::: Texto de la página :::

Amor jodido

21/06/2013 - 12:01 am

En febrero les avisamos a mis papás y a mi familia, incluso a una de mis abuelas, que vendrías a vivir conmigo. Que lo habíamos pensado bien y que estábamos hechos el uno para el otro. La verdad es que ya teníamos tiempo viviendo juntos. Años. Años de secretos, de inventos. De simulaciones clandestinas, en ocasiones gozosas

A veces me hacías sufrir muchísimo, sobre todo antes, cuando era más joven. No es que sea una vieja, pero hace 12 años no sabía bien quién eras tú; y de mí, ni qué decir. Mucho mayor, más experimentado, más vivido.

Me enamoré de ti porque tenías los ojos negros más profundos del mundo.

Siempre supiste hacerme sentir como cucaracha aplastada. Tocar la llaga, hacer que me retorciera de dolor, como ostión con limón en una playa sin nombre. Como si yo fuera un manjar delicioso de succionar; una fuente de placer que disfrutabas indiferente al dolor que infligías. Tú a la tuyo: pedías una docena de ostras diarias.

Y yo callada. De hecho, jamás te cuestioné. Simplemente me dejé guiar por ti. Varios aspectos de mi vida se vieron gobernados. Eras el señor feudal. Dictaminabas qué estaba bien y qué estaba mal. Cómo debía vestirme, qué palabras tenía que utilizar, con quién debía juntarme, qué debía tomar, qué tenía que ser y hacer. Y yo ni en cuenta. Quizá en alguna ocasión sentía opresiones en el pecho, a veces corría a la ventana para respirar, aunque la casa estuviera inundada de corrientes.

Un día me dijiste qué era lo que tenía que comer. Y te hice caso. Tonta de mi. Dejé de comer cosas que me gustaban. Dejé de hacer muchas cosas que me gustaban o que en todo caso me gustaría haber probado.

::: Datos de partida :::

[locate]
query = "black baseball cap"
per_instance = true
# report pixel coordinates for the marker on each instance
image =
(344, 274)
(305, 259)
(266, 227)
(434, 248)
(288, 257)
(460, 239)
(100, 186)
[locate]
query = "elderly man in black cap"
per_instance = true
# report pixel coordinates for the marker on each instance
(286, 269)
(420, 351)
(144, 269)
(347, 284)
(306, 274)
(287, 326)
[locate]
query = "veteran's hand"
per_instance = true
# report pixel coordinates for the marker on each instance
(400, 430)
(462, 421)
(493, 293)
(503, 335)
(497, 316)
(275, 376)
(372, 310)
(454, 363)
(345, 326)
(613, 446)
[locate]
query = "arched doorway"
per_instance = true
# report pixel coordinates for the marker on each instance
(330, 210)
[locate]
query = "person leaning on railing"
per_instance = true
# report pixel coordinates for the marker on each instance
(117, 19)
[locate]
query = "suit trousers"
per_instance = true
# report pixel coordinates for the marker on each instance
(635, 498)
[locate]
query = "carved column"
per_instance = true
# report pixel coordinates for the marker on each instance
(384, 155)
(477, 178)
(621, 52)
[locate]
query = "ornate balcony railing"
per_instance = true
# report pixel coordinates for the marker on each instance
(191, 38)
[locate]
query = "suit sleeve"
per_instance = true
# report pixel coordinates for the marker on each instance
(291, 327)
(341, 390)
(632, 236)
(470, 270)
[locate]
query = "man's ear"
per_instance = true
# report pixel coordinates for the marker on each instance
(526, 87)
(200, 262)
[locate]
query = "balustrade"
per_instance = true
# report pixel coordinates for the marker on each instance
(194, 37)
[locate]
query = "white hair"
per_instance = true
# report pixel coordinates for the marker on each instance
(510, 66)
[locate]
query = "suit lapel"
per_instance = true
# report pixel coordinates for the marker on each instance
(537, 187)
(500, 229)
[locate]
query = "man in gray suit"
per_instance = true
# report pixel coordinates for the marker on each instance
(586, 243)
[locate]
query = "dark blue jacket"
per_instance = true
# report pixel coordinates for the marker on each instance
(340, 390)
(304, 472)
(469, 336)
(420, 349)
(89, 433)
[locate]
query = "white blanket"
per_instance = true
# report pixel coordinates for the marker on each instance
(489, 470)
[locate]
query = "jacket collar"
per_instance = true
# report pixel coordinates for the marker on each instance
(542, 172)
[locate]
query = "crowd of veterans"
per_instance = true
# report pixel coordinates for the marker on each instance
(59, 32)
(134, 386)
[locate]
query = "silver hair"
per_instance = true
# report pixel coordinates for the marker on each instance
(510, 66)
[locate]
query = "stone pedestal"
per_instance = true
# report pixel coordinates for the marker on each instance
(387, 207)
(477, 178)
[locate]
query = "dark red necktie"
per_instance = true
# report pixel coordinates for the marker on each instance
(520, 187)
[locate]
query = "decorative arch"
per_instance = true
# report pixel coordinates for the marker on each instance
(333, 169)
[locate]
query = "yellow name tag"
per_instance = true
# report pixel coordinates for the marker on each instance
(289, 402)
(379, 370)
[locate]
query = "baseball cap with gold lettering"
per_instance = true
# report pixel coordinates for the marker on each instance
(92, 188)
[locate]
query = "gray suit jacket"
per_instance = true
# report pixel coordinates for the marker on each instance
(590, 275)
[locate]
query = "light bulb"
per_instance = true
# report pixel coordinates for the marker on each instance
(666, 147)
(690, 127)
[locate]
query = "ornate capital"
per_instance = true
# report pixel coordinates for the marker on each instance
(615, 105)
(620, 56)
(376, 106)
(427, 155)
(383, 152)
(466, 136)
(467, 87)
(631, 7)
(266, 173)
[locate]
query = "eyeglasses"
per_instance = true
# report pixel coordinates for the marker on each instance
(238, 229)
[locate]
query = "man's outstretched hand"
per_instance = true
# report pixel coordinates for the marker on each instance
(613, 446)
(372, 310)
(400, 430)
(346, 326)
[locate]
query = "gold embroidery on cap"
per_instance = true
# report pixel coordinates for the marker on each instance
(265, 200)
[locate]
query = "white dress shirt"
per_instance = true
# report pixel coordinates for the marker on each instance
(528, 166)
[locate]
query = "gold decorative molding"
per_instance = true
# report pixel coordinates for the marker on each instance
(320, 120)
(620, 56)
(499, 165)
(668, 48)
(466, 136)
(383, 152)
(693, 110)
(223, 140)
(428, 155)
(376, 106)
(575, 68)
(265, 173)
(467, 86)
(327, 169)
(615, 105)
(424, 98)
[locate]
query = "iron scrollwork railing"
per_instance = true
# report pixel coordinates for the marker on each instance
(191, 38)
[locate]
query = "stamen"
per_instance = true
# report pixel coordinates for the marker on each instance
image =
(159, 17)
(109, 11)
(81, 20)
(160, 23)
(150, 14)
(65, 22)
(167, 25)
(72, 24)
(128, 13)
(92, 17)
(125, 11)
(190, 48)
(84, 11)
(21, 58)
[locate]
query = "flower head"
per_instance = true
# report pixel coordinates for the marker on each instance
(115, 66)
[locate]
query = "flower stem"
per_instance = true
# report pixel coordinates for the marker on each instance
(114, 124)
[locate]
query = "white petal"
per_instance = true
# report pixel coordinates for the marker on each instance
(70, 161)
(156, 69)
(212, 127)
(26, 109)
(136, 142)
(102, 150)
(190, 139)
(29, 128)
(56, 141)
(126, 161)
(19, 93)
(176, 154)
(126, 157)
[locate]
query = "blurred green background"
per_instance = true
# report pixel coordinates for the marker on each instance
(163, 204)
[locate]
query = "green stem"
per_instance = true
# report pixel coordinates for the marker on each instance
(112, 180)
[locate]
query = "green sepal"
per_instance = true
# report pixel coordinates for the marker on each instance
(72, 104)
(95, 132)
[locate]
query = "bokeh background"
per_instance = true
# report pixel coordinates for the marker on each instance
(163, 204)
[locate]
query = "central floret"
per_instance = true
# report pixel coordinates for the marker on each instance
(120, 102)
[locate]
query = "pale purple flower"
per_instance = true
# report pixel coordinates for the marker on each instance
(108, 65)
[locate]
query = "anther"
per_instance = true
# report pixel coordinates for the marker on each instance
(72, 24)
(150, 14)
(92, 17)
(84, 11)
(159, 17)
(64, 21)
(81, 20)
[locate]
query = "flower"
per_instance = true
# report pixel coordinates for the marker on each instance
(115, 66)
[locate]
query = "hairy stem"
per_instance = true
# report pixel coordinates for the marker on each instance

:::

Problema 1 - Muestra todas las líneas de los registros que contienen la palabra "black". Ten en cuenta mayúsculas y minúsculas.
Problema 2 - Escribe lo que sigue del texto «Amor jodido», empezando justo después de su última frase.

Resultado final 1 -
query = "black baseball cap"
query = "elderly man in black cap"

Resultado final 2 -
Hasta que de repente me empecé a rebelar, a salir del “huacal”, como algún día le dijo mi abuelo a mi abuela – de lo cual estoy muy orgullosa–. Quería explorar, y cuando regresaba a casa, cansada, me esperabas, serio. Sabía que estabas sentado en el sillón café de tres plazas. Me hacías la ley del hielo.

Odio ese sillón. Cuando me tomo una siesta, en estos días, procuro que no sea ahí porque odiabas que tomara siestas. De hecho no sé por qué estabas conmigo, si odiabas tantas cosas de mi. Te parecía exasperante la manera de decir las cosas que pienso, mi indecisión, mis inseguridades, mis depresiones, mis euforias.

Amor tóxico le llaman algunos. Amor jodido le llamo yo.

Y sí, estábamos hechos el uno para el otro. O estamos. Ya no sé en qué tiempo conjugar mi vida. Estoy, estaba, estaré. No sé con cuál quedarme. Me confunde. Yo pensé que eras el amor de mi vida, y tú viste en mi alguien a quien cuidar. O regañar. No sé. No sé qué habremos sentido el uno por el otro, el caso es que seguimos juntos.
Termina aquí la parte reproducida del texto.